··· Material for the task

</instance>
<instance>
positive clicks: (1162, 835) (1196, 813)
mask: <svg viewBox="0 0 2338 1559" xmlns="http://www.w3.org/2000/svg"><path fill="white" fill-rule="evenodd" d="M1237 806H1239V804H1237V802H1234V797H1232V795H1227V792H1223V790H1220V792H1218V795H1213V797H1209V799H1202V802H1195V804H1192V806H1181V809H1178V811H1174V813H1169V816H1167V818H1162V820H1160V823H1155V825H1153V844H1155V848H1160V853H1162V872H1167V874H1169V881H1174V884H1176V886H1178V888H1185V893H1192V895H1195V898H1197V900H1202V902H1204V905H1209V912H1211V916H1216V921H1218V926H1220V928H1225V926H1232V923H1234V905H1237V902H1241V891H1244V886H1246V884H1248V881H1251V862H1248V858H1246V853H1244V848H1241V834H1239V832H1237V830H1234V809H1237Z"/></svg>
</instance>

······

**Assigned task**
Word for word, copy all of the listing above.

**Solved exercise**
</instance>
<instance>
positive clicks: (1162, 835) (1196, 813)
mask: <svg viewBox="0 0 2338 1559" xmlns="http://www.w3.org/2000/svg"><path fill="white" fill-rule="evenodd" d="M1237 806H1239V804H1237V802H1234V797H1232V795H1227V792H1223V790H1220V792H1218V795H1213V797H1209V799H1202V802H1195V804H1192V806H1181V809H1178V811H1174V813H1169V816H1167V818H1162V820H1160V823H1155V825H1153V844H1155V848H1160V853H1162V872H1167V874H1169V881H1174V884H1176V886H1178V888H1185V893H1192V895H1195V898H1197V900H1202V902H1204V905H1209V912H1211V916H1216V921H1218V926H1220V928H1225V926H1232V923H1234V905H1237V902H1241V891H1244V886H1246V884H1248V881H1251V862H1248V858H1246V853H1244V848H1241V834H1239V832H1237V830H1234V809H1237Z"/></svg>
</instance>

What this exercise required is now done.